What is required: Once the line containing "of the sliced" is found, set down that line and each one after it exactly, through the end of the entries.

(Referring expression pointing data)
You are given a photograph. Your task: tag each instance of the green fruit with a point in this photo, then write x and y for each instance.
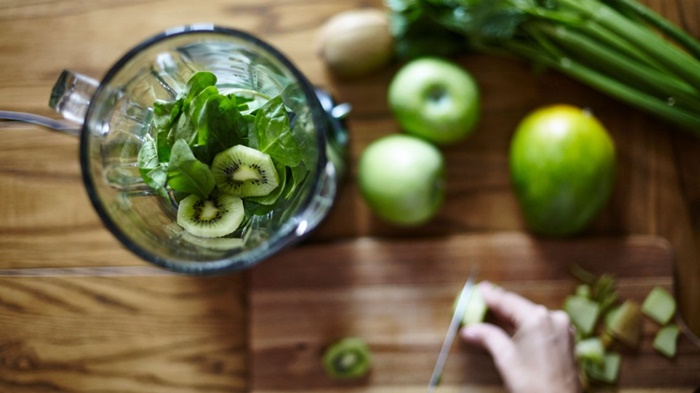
(435, 99)
(214, 216)
(562, 167)
(244, 172)
(402, 179)
(347, 358)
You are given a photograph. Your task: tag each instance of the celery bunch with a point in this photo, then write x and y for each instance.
(614, 46)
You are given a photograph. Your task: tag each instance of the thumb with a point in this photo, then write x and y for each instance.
(490, 337)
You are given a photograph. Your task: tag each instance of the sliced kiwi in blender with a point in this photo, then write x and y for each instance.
(215, 216)
(244, 172)
(347, 358)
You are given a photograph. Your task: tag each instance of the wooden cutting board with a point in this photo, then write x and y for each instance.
(397, 295)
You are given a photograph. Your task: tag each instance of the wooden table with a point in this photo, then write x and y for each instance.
(78, 313)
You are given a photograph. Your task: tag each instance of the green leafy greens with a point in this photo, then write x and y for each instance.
(188, 132)
(611, 45)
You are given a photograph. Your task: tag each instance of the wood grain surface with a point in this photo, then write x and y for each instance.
(79, 313)
(398, 297)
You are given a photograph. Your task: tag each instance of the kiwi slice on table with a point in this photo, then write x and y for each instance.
(245, 172)
(348, 358)
(214, 216)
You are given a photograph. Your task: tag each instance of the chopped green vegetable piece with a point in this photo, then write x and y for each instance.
(583, 312)
(590, 349)
(659, 305)
(348, 358)
(583, 290)
(666, 340)
(608, 371)
(625, 323)
(475, 311)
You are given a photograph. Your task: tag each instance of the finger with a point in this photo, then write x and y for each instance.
(508, 305)
(490, 337)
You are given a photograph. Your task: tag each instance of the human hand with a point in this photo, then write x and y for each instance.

Task output:
You are given a photograph. Your task: tag each instance of the sliced kiwi in blender with a point in this photo, then write x and y for each instance.
(215, 216)
(244, 172)
(347, 358)
You are given a photograph. Your task: tag each instance of the wooden cutting board with a point in this photo, then write x and y for each instance.
(397, 295)
You are given a photograph. Your task: tag each instance of the wooden table with a point in this photo, then write x and y for each instance.
(78, 313)
You are given a photograph. Your task: tag each instance of the green leafy greens with a point in this photo, then write x and y for each instance.
(188, 132)
(611, 45)
You are given a photograph. Your task: tag each instance of the wood grain surface with a point in this photo, then write x and y for each instance.
(79, 313)
(398, 297)
You are given a photograph. Your task: tag each instance of the kiwi slice on table with a point in this photo, then write x and y for each instance.
(245, 172)
(348, 358)
(214, 216)
You are given a photograph. Your task: tag each instance of the chopped green vegetable piece with a point in this photo, then write x and y for each instance.
(583, 312)
(590, 349)
(659, 305)
(348, 358)
(583, 290)
(666, 340)
(608, 371)
(625, 323)
(475, 311)
You are given a photograph. Your task: tag each instance of the finger with a point in this photo, then write x and y for each instance.
(508, 305)
(490, 337)
You are given a photograph. Your task: tag each instance of the human hand with a point in this photo, then write x and y for each instance.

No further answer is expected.